=== Written request ===
Rewrite the derivative help thread starting at "f(x)= log ( 3x^2+" and ending at "do = 5(3x^2+ 2)^4(6x^2)", swapping every "product rule" for "quotient rule".

=== Passage shown ===
::::

Derivative Help

Iancar29

ONce again im back with some calculus question.


This time im on derivatives.

Heres the function.

f(x)= log ( 3x^2+ 2)^5 * note : should there not be a X beside the log?


Ok im thinking its the product rule.
But the log function is making it intimidating

dy/dx of the right i can do = 5(3x^2+ 2)^4(6x^2)

= 30x^2(3X^2+2)^4

But now what do i do with the log???

Thanks again for those who can help

Fremen

Chain rule. To differentiate f(g(x)), you take the derivative of f(x) and evaluate it at g(x), then multiply that by the derivative of g(x)

y = f(g(x))
dy/dx = f'(g(x)) g'(x)

In your problem, set f(x) equal to log(x). What's the derivative of log(x)?

You made a small mistake differentiating the function inside the log, by the way. Note that you can make your problem easier using

log(a^4) = 4 log(a) before doing anything else.

::::

=== Source data ===
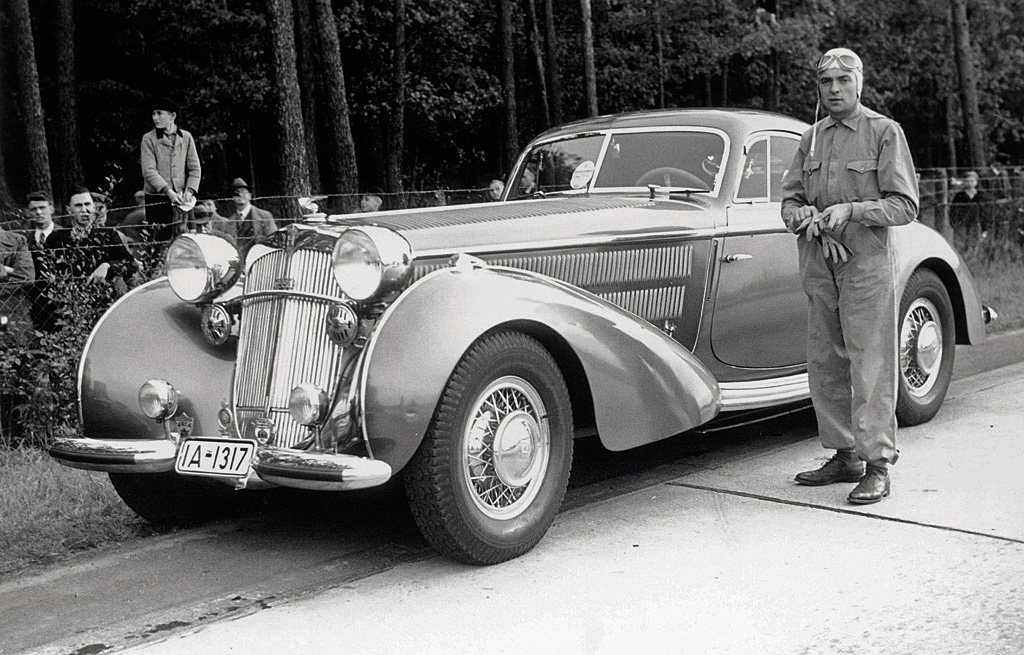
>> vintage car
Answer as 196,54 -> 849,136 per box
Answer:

::::

=== Response below ===
f(x)= log ( 3x^2+ 2)^5 * note : should there not be a X beside the log?


Ok im thinking its the quotient rule.
But the log function is making it intimidating

dy/dx of the right i can do = 5(3x^2+ 2)^4(6x^2)